> **BEREITGESTELLTER TEXT**:
----------------------------------------
Sind ja auch nicht immer da.


----------



## esox_1 (23. August 2022)

Bin jetzt ziemlich spät, aber werde es trotzdem mal versuchen:
ich fahre morgen zu segeln nach Kroatien, und werde eine Hecht und eine Welsrute mitnehmen. Kann hier irgendwer berichten, was ich damit am besten wie fange ?
Von den Ködern her bin ich sehr breit aufgestellt und kann über Firewall Systeme, Wobbler, Gummifische und große Schleppköder eigentlich alles einpacken. 
Lg Max


----------



## Angorafrosch (23. August 2022)

Servus Max, Naturköder wie Sardinen oder Kalmari sind wohl zum Schleppen am erfolgreichsten. Aber Achtung mit der Welsrute. Ich glaube ab 20 oder 30 LBS brauchtst Du eine gesonderte Lizenz. Das gilt auch wenn nur ein Teil (egal ob Rute, Schnur oder Rolle) die Gewichtsklasse erreicht/übersteigt. Also ne 50er geflochtene an der Hechtpeitsche geht nicht ohne "große" Lizenz, selbst wenn Rute und Rolle die 30 LBS nicht erreichen. Zudem sind wohl Kontrollen von Booten durch die Küstenwache häufiger als an Land.
Schau mal hier:

Angeln in Kroatien vom Boot und Ufer​Was habt ihr gefangen im Mittelmeer?Teilt es bitte mit!​
gruß und Petri
Andi


----------



## pulpot (23. August 2022)
----------------------------------------
> **Auszüge aus einem Datensatz zur Punktmarkierung**:

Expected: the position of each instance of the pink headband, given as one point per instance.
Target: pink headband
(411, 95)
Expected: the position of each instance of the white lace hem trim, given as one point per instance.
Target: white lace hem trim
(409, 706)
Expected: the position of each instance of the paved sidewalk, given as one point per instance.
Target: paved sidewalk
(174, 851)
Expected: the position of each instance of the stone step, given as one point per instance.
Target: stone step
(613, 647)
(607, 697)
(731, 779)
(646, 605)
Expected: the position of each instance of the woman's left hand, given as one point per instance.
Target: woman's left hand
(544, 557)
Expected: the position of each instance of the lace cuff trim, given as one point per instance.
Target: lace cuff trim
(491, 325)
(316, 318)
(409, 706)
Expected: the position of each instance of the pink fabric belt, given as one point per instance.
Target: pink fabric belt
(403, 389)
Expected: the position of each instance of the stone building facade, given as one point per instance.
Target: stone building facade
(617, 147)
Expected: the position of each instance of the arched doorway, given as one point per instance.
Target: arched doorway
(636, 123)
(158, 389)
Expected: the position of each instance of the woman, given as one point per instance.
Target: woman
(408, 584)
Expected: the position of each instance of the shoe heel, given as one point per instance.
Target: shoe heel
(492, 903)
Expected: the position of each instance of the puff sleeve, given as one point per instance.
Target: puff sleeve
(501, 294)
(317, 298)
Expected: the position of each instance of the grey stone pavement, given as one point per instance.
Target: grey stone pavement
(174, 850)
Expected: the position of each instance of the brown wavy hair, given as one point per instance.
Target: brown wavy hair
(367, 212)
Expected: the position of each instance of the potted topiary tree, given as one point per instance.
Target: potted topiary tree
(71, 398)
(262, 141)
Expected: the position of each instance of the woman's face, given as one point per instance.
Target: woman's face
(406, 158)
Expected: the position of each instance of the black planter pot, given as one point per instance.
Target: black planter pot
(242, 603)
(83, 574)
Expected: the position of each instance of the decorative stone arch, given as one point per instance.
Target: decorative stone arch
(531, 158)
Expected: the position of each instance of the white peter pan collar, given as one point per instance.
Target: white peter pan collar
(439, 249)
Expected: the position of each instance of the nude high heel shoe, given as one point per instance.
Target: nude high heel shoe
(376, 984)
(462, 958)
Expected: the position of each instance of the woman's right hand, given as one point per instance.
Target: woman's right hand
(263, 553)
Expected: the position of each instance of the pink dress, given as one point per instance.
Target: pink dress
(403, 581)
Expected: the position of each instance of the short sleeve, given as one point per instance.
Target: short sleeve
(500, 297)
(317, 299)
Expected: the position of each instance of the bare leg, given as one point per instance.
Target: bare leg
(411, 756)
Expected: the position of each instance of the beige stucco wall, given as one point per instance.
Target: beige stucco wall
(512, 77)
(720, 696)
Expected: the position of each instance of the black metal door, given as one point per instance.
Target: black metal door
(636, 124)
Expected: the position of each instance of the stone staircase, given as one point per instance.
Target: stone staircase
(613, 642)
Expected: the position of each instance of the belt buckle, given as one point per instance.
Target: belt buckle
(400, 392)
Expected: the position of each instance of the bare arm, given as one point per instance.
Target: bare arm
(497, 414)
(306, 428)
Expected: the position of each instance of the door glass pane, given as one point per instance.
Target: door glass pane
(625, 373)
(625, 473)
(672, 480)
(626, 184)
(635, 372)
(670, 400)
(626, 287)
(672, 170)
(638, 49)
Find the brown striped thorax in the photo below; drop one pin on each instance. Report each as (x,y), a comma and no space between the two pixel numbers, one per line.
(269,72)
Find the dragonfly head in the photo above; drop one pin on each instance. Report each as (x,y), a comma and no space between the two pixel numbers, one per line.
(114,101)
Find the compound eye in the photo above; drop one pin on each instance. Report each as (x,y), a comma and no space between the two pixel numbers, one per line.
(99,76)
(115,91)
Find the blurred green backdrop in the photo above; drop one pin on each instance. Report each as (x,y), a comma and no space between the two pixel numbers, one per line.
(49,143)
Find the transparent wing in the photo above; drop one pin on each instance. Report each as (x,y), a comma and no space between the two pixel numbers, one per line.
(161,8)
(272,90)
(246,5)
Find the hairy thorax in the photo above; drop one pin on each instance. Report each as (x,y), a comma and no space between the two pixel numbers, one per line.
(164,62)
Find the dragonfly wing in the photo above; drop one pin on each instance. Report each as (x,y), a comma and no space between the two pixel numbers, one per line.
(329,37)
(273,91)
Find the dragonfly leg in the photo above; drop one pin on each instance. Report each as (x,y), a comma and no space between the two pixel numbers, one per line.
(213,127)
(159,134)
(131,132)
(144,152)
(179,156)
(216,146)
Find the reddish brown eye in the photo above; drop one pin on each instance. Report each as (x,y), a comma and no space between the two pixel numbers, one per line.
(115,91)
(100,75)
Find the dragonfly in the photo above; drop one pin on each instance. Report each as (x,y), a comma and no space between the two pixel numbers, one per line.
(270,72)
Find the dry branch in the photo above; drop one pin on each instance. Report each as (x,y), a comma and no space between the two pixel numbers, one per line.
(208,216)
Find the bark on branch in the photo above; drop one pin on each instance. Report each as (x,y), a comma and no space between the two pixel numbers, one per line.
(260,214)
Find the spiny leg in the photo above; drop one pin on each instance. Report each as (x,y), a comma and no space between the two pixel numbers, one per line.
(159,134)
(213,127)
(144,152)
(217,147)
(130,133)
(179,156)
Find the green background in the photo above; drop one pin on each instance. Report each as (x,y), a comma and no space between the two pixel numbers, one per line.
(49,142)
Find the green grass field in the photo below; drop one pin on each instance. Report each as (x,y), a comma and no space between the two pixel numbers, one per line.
----------------------------------------
> **ANFORDERUNG 1**:
Kannst du den Abschnitt der Einträge, der mit der Zeile beginnt, die „Find the dragonfly wing“ enthält, und mit dem letzten Eintrag endet, als Markdown-Tabelle mit den Spalten „Nr.“ und „Zeile“ ausgeben? Beide Enden gehören dazu, Leerzeilen entfallen.
> **ANFORDERUNG 2**:
Wie könnte der Forumsthread zum Angeln in Kroatien weitergehen? Setze ihn nach seinem letzten Satz fort.

> **ANTWORT ZUR AUFGABE 1**:
| Nr. | Zeile |
|---|---|
| 1 | Find the dragonfly wing in the photo above; drop one pin on each instance. Report each as (x,y), a comma and no space between the two pixel numbers, one per line. |
| 2 | (329,37) |
| 3 | (273,91) |
| 4 | Find the dragonfly leg in the photo above; drop one pin on each instance. Report each as (x,y), a comma and no space between the two pixel numbers, one per line. |
| 5 | (213,127) |
| 6 | (159,134) |
| 7 | (131,132) |
| 8 | (144,152) |
| 9 | (179,156) |
| 10 | (216,146) |
| 11 | Find the reddish brown eye in the photo above; drop one pin on each instance. Report each as (x,y), a comma and no space between the two pixel numbers, one per line. |
| 12 | (115,91) |
| 13 | (100,75) |
| 14 | Find the dragonfly in the photo above; drop one pin on each instance. Report each as (x,y), a comma and no space between the two pixel numbers, one per line. |
| 15 | (270,72) |
| 16 | Find the dry branch in the photo above; drop one pin on each instance. Report each as (x,y), a comma and no space between the two pixel numbers, one per line. |
| 17 | (208,216) |
| 18 | Find the bark on branch in the photo above; drop one pin on each instance. Report each as (x,y), a comma and no space between the two pixel numbers, one per line. |
| 19 | (260,214) |
| 20 | Find the spiny leg in the photo above; drop one pin on each instance. Report each as (x,y), a comma and no space between the two pixel numbers, one per line. |
| 21 | (159,134) |
| 22 | (213,127) |
| 23 | (144,152) |
| 24 | (217,147) |
| 25 | (130,133) |
| 26 | (179,156) |
| 27 | Find the green background in the photo above; drop one pin on each instance. Report each as (x,y), a comma and no space between the two pixel numbers, one per line. |
| 28 | (49,142) |
| 29 | Find the green grass field in the photo below; drop one pin on each instance. Report each as (x,y), a comma and no space between the two pixel numbers, one per line. |

> **ANTWORT ZUR AUFGABE 2**:
esox_1 schrieb:


> Bin jetzt ziemlich spät, aber werde es trotzdem mal versuchen:
> ich fahre morgen zu segeln nach Kroatien, und werde eine Hecht und eine Welsrute mitnehmen. Kann hier irgendwer berichten, was ich damit am besten wie fange ?
> Von den Ködern her bin ich sehr breit aufgestellt und kann über Firewall Systeme, Wobbler, Gummifische und große Schleppköder eigentlich alles einpacken.
> Lg Max


Zum Schleppen kann ich nicht viel sagen, stelle es mir mit einem Boot unter Segeln eher schwierig vor. Erfolgreicher ist vieleicht, wenn ihr über Nacht in einer Bucht ankert, dort von 1h vor bis 1h nach Sonnenaufgang mit leichtem Gerät und Casting-Jigs um die 15g zu jiggen. da geht ab 10m Tiefe eigentlich oft etwas. Siehe meine Beiträge von diesem und letztem Jahr im Mittelmeer-Thread. Zu allen anderen Tages-Zeiten sind weit weniger Bisse zu erwarten.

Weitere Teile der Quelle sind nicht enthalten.